** Opening DATA FOR THE TASK block **
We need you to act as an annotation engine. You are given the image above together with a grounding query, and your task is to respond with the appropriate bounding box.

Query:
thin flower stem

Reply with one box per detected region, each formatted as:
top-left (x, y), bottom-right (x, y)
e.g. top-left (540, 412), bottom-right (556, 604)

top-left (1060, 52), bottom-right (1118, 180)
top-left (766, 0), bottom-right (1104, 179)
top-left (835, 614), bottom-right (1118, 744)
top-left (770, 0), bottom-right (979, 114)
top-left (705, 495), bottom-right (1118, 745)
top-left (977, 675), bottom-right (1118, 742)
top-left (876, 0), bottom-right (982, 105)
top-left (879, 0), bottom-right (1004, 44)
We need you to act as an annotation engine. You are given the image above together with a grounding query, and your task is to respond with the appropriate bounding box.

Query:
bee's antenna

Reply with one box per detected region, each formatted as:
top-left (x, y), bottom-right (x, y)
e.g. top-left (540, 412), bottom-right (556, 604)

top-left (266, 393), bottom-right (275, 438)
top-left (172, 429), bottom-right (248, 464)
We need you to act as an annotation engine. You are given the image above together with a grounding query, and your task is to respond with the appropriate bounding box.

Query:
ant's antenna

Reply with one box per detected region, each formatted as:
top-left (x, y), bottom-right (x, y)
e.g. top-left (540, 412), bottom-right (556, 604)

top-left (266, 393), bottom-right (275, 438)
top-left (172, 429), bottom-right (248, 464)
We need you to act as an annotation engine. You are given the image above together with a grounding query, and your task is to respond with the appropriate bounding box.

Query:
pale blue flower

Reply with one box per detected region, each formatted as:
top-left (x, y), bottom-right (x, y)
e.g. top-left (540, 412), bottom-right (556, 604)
** Closing DATA FOR THE TASK block **
**EXERCISE AIM**
The required output is the exact run of lines from the one with "ant's antenna" through the final line of the entries.

**COMPLETED TASK**
ant's antenna

Reply with one box per detected region, each formatted as:
top-left (x, y), bottom-right (x, y)
e.g. top-left (540, 412), bottom-right (556, 604)

top-left (266, 393), bottom-right (275, 438)
top-left (172, 429), bottom-right (248, 464)
We need you to act as an annotation engine. You are given the image above together with a grounding query, and your task is to respond with the appropriate bounding box.

Query:
pale blue flower

Reply with one box per detected region, each formatted as:
top-left (x, y), bottom-right (x, y)
e.g. top-left (540, 412), bottom-right (556, 604)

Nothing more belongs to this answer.